#### What to produce:
Exact repetition of every entry is required.

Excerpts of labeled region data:
━━━━━━━━
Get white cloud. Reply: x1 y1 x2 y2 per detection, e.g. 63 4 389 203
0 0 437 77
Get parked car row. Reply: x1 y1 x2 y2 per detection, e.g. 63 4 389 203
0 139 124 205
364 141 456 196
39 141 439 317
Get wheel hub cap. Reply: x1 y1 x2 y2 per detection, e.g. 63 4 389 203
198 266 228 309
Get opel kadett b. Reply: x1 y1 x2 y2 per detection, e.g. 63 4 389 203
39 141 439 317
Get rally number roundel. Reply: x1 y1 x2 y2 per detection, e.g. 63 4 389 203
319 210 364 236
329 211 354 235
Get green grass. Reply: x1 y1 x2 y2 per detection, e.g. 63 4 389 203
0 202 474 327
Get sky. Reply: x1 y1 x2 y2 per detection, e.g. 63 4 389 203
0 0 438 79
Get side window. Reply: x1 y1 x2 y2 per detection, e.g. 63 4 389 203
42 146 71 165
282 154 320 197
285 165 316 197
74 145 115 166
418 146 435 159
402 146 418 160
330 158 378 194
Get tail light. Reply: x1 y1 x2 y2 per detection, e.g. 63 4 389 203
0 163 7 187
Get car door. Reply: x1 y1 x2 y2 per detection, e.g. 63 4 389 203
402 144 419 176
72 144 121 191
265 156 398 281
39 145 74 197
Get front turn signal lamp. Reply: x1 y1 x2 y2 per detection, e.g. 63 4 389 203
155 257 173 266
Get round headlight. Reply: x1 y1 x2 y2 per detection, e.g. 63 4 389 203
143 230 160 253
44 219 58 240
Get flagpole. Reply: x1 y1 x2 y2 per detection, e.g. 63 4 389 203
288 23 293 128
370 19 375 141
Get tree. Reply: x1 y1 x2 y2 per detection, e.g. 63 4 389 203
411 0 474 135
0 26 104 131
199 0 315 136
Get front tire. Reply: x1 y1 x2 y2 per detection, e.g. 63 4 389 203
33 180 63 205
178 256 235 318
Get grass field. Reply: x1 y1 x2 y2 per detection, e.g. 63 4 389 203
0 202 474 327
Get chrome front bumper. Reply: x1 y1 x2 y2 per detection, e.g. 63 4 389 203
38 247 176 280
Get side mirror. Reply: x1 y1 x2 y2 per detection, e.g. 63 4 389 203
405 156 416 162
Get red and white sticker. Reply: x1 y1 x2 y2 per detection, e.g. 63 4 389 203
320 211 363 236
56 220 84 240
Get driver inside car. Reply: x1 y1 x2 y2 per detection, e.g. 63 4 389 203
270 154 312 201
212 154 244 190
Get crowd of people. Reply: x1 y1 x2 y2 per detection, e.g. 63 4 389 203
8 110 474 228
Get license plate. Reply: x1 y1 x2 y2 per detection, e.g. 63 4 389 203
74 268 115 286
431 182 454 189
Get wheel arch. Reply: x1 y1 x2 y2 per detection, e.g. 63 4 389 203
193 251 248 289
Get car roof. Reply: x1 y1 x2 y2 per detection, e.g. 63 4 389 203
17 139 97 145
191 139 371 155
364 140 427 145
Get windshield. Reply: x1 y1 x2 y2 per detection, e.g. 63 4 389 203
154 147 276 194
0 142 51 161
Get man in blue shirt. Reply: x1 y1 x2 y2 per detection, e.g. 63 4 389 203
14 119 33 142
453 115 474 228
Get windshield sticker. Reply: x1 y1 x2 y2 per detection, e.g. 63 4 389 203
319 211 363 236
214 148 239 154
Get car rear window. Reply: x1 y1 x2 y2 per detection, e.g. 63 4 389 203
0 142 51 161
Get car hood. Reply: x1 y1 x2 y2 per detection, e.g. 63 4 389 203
━━━━━━━━
#### Problem solution:
Get white cloud. Reply: x1 y1 x2 y2 per detection, e.g. 63 4 389 203
0 0 437 77
Get parked car row. Reply: x1 y1 x2 y2 per detection, e.g. 63 4 389 203
0 139 124 205
364 141 456 196
39 141 439 317
Get wheel hub cap. Reply: x1 y1 x2 y2 per detection, e.g. 63 4 389 203
198 266 228 309
Get opel kadett b. Reply: x1 y1 x2 y2 per detection, e.g. 63 4 389 203
39 141 439 317
Get rally number roundel. Reply: x1 y1 x2 y2 per detection, e.g. 63 4 389 203
319 210 364 236
329 211 354 235
Get green grass. Reply: x1 y1 x2 y2 per detection, e.g. 63 4 389 203
0 202 474 327
Get sky. Reply: x1 y1 x2 y2 per detection, e.g. 63 4 389 203
0 0 438 79
Get side window. Reply: x1 y1 x2 y2 per detection, e.g. 63 4 389 203
42 146 71 165
282 154 320 197
285 165 316 197
74 145 115 166
418 146 435 159
402 146 418 160
330 158 378 194
Get tail light. Reply: x1 y1 x2 y2 per detection, e.g. 63 4 389 203
0 163 7 187
Get car door. Reply: x1 y1 x2 y2 per detection, e.g. 63 4 389 203
402 144 419 176
72 144 121 191
265 156 398 281
39 145 74 197
Get front turn signal lamp. Reply: x1 y1 x2 y2 per detection, e.g. 63 4 389 203
155 257 173 266
Get round headlight. Reply: x1 y1 x2 y2 per detection, e.g. 63 4 389 203
143 230 160 253
44 219 58 240
Get flagpole. Reply: x1 y1 x2 y2 per detection, e.g. 63 4 389 203
288 23 293 128
370 19 375 141
Get tree. Reply: x1 y1 x2 y2 per detection, e.g. 63 4 389 203
411 0 474 135
0 26 104 131
199 0 315 136
Get front tire. Reply: x1 y1 x2 y2 per detection, e.g. 63 4 389 203
33 180 63 205
178 256 235 318
Get grass field. Reply: x1 y1 x2 y2 per detection, e.g. 63 4 389 203
0 202 474 327
Get chrome front bumper. Reply: x1 y1 x2 y2 per detection, e.g. 63 4 389 203
38 247 176 280
Get side mirror. Reply: x1 y1 x2 y2 per detection, e.g. 63 4 389 203
405 156 416 162
Get red and white sticker. Reply: x1 y1 x2 y2 per detection, e.g. 63 4 389 203
320 211 363 236
56 220 84 240
Get driver inside car. Reply: x1 y1 x2 y2 per detection, e.g. 63 4 389 203
270 154 312 201
212 154 244 190
Get crowd of people. Reply: x1 y1 x2 y2 per detection, e.g. 63 4 389 203
8 110 474 228
Get license plate. Reply: x1 y1 x2 y2 per detection, e.g. 63 4 389 203
74 268 115 286
431 182 454 189
Get wheel arch. Reply: x1 y1 x2 y2 per detection, e.g. 63 4 389 203
193 251 248 289
Get car roof. Reply: x1 y1 x2 y2 per detection, e.g. 63 4 389 203
17 139 97 145
191 139 371 155
364 140 427 145
Get windshield. Reply: x1 y1 x2 y2 per detection, e.g. 63 4 389 203
154 147 276 194
0 142 51 161
Get man in blue shirt. Reply: x1 y1 x2 y2 per detection, e.g. 63 4 389 203
14 119 33 142
453 115 474 228
Get windshield sticker. Reply: x1 y1 x2 y2 per detection, e.g. 63 4 389 203
319 211 363 236
214 148 239 154
Get car rear window. Reply: x1 y1 x2 y2 per detection, e.g. 63 4 389 203
0 142 51 161
Get car hood. Reply: x1 y1 x2 y2 per detection, e.g. 63 4 389 203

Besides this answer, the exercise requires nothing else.